··· Supplied material ···
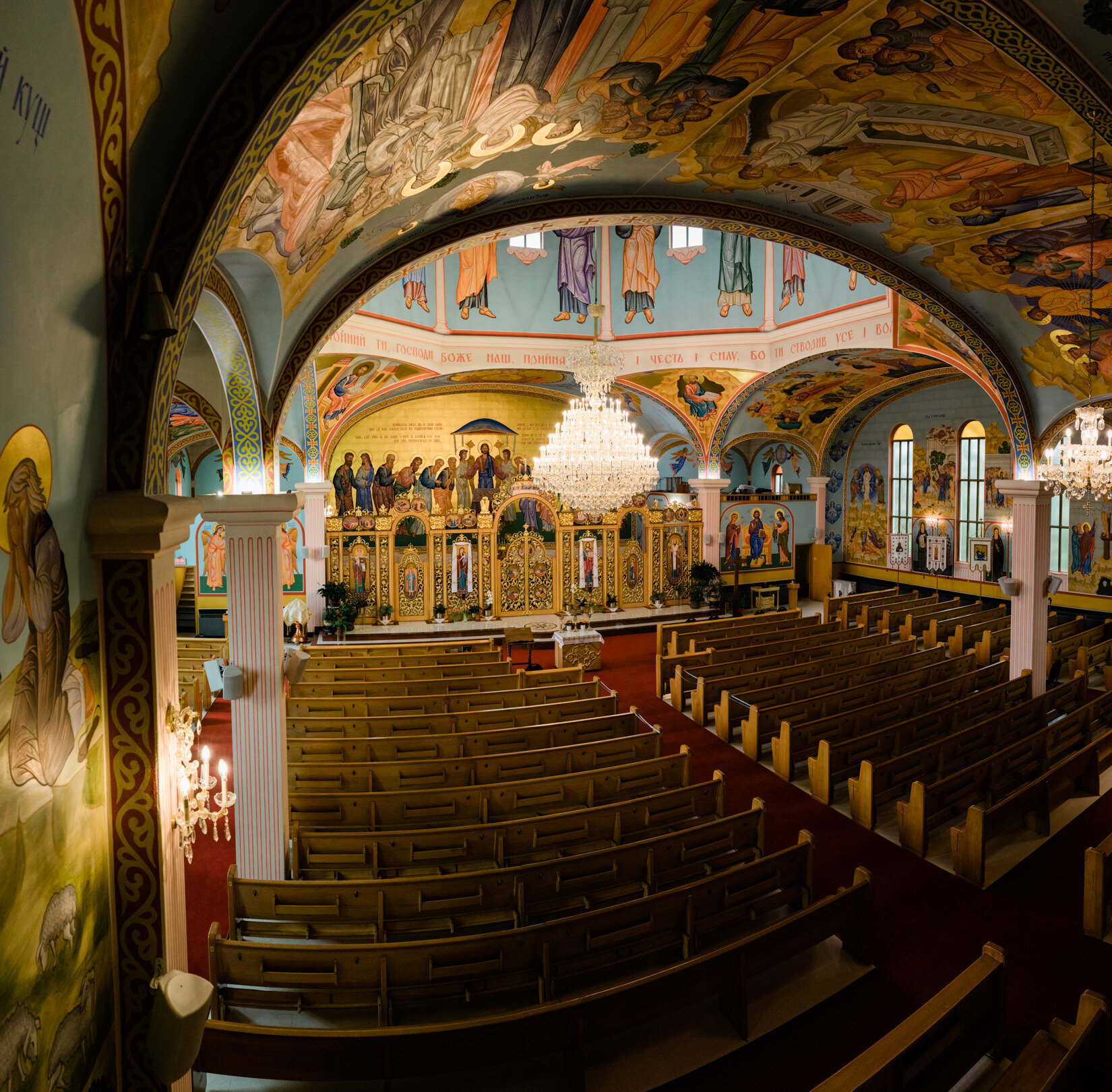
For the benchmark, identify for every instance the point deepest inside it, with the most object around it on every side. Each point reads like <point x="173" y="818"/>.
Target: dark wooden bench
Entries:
<point x="357" y="854"/>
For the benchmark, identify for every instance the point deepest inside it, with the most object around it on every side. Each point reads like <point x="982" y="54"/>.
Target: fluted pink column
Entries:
<point x="817" y="486"/>
<point x="316" y="562"/>
<point x="1030" y="567"/>
<point x="710" y="501"/>
<point x="255" y="639"/>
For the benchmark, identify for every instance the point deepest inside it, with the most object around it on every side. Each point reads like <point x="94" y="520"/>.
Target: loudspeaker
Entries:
<point x="177" y="1023"/>
<point x="233" y="682"/>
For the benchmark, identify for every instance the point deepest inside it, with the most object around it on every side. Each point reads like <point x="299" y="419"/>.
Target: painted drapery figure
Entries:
<point x="412" y="285"/>
<point x="640" y="277"/>
<point x="795" y="275"/>
<point x="363" y="480"/>
<point x="48" y="703"/>
<point x="575" y="271"/>
<point x="477" y="267"/>
<point x="343" y="483"/>
<point x="735" y="273"/>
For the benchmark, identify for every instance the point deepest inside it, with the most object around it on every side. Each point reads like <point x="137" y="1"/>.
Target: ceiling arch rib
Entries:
<point x="843" y="18"/>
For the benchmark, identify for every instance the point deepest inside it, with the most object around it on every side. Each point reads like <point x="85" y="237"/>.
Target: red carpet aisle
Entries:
<point x="929" y="924"/>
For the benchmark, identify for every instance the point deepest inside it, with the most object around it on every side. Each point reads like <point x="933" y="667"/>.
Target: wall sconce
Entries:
<point x="195" y="783"/>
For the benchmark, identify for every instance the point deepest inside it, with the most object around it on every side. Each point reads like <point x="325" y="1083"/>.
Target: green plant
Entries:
<point x="334" y="592"/>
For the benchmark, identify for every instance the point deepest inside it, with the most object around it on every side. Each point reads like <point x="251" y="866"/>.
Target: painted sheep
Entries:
<point x="73" y="1034"/>
<point x="58" y="923"/>
<point x="19" y="1047"/>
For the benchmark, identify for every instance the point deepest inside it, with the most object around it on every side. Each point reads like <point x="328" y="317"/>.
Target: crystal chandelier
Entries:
<point x="595" y="459"/>
<point x="195" y="785"/>
<point x="1084" y="466"/>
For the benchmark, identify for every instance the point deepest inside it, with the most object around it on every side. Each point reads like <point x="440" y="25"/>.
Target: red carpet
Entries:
<point x="929" y="924"/>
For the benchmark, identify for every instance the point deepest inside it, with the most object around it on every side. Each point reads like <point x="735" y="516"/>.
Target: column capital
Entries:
<point x="130" y="524"/>
<point x="253" y="509"/>
<point x="1026" y="490"/>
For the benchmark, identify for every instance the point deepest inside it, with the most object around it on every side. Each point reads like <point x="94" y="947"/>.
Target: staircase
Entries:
<point x="187" y="603"/>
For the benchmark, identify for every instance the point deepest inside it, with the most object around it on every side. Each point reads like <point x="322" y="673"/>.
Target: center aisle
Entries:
<point x="929" y="924"/>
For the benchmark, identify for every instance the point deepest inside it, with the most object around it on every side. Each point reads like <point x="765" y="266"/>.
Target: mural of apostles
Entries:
<point x="478" y="266"/>
<point x="735" y="273"/>
<point x="575" y="271"/>
<point x="640" y="277"/>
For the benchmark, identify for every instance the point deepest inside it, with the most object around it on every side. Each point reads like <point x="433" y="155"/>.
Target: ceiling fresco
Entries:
<point x="891" y="123"/>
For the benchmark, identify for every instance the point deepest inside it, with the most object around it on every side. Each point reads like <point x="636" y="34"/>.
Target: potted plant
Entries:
<point x="703" y="574"/>
<point x="334" y="593"/>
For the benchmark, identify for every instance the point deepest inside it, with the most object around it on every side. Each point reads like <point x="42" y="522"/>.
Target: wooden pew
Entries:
<point x="980" y="734"/>
<point x="402" y="774"/>
<point x="672" y="635"/>
<point x="797" y="742"/>
<point x="403" y="704"/>
<point x="918" y="620"/>
<point x="805" y="663"/>
<point x="1068" y="649"/>
<point x="470" y="805"/>
<point x="357" y="854"/>
<point x="942" y="630"/>
<point x="727" y="645"/>
<point x="1098" y="891"/>
<point x="566" y="1020"/>
<point x="760" y="724"/>
<point x="937" y="1043"/>
<point x="410" y="672"/>
<point x="463" y="684"/>
<point x="1063" y="762"/>
<point x="711" y="681"/>
<point x="352" y="649"/>
<point x="466" y="744"/>
<point x="1067" y="1058"/>
<point x="832" y="604"/>
<point x="326" y="726"/>
<point x="1002" y="772"/>
<point x="381" y="911"/>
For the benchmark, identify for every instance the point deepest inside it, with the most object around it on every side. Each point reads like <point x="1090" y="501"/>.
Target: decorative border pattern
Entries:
<point x="246" y="426"/>
<point x="763" y="224"/>
<point x="130" y="694"/>
<point x="311" y="424"/>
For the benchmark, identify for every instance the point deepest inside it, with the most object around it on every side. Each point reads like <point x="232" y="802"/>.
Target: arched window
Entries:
<point x="970" y="487"/>
<point x="902" y="472"/>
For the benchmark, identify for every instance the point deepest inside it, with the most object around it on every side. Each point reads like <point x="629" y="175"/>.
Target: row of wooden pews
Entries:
<point x="497" y="881"/>
<point x="940" y="1046"/>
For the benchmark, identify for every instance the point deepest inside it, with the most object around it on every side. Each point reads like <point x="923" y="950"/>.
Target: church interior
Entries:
<point x="564" y="545"/>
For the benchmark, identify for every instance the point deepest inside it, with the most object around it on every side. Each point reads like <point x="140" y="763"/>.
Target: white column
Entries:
<point x="316" y="560"/>
<point x="255" y="639"/>
<point x="817" y="486"/>
<point x="710" y="501"/>
<point x="1030" y="569"/>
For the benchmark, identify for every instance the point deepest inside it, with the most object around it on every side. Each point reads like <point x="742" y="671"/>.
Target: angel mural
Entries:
<point x="700" y="394"/>
<point x="212" y="547"/>
<point x="48" y="705"/>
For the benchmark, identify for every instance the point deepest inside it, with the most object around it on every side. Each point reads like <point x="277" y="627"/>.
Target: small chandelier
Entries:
<point x="1084" y="466"/>
<point x="595" y="459"/>
<point x="195" y="783"/>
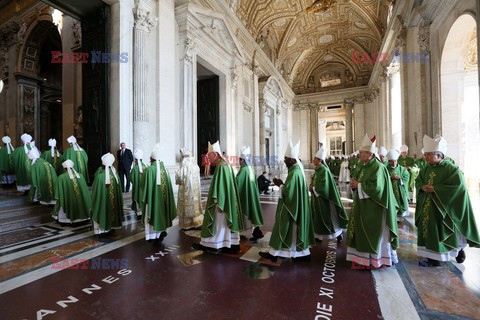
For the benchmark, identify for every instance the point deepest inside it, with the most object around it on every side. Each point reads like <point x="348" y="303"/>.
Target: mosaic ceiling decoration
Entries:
<point x="317" y="50"/>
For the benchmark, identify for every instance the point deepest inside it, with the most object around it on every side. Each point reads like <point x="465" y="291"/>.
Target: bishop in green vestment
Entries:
<point x="421" y="163"/>
<point x="44" y="180"/>
<point x="107" y="198"/>
<point x="53" y="156"/>
<point x="382" y="155"/>
<point x="249" y="194"/>
<point x="7" y="172"/>
<point x="137" y="178"/>
<point x="292" y="233"/>
<point x="408" y="163"/>
<point x="400" y="178"/>
<point x="372" y="236"/>
<point x="73" y="198"/>
<point x="158" y="201"/>
<point x="328" y="213"/>
<point x="223" y="218"/>
<point x="444" y="216"/>
<point x="78" y="156"/>
<point x="22" y="164"/>
<point x="189" y="204"/>
<point x="354" y="165"/>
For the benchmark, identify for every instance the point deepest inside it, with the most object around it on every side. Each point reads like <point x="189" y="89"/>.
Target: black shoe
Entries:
<point x="340" y="238"/>
<point x="461" y="256"/>
<point x="433" y="263"/>
<point x="163" y="235"/>
<point x="304" y="258"/>
<point x="257" y="234"/>
<point x="198" y="246"/>
<point x="233" y="249"/>
<point x="268" y="256"/>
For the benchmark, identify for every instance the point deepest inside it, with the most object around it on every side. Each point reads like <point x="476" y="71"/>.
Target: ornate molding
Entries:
<point x="8" y="33"/>
<point x="424" y="39"/>
<point x="392" y="69"/>
<point x="247" y="108"/>
<point x="189" y="49"/>
<point x="400" y="41"/>
<point x="77" y="35"/>
<point x="143" y="19"/>
<point x="235" y="76"/>
<point x="371" y="95"/>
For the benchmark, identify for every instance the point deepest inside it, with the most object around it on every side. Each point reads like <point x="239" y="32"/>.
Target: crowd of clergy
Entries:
···
How many lines in the items above contain the string "aisle"? Matching is case-sensitive. Reply with the number alone.

2